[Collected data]

+ + + + +

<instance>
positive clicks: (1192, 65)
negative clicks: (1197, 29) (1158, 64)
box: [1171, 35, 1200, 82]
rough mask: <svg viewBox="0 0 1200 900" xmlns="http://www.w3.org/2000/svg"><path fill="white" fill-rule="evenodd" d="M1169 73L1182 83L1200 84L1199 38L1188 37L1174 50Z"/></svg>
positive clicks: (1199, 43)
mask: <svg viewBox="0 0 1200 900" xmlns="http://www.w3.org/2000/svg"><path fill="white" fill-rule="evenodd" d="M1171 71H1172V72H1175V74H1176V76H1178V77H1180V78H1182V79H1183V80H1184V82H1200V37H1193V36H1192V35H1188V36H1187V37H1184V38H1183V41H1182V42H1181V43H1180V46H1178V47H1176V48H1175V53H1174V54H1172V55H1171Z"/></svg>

+ + + + +

**WHAT IS EXPECTED**
Rewrite the data above, changing "positive clicks" to "foreground clicks" and leaving everything else untouched.

**SOLUTION TO THIS EXERCISE**
<instance>
foreground clicks: (1192, 65)
negative clicks: (1197, 29) (1158, 64)
box: [1171, 35, 1200, 82]
rough mask: <svg viewBox="0 0 1200 900" xmlns="http://www.w3.org/2000/svg"><path fill="white" fill-rule="evenodd" d="M1169 73L1182 83L1200 84L1199 38L1188 37L1174 50Z"/></svg>
foreground clicks: (1199, 43)
mask: <svg viewBox="0 0 1200 900" xmlns="http://www.w3.org/2000/svg"><path fill="white" fill-rule="evenodd" d="M1171 71H1172V72H1175V74H1176V76H1178V77H1180V78H1182V79H1183V80H1184V82H1200V37H1193V36H1192V35H1188V36H1187V37H1184V38H1183V41H1182V42H1181V43H1180V46H1178V47H1176V48H1175V53H1174V54H1172V55H1171Z"/></svg>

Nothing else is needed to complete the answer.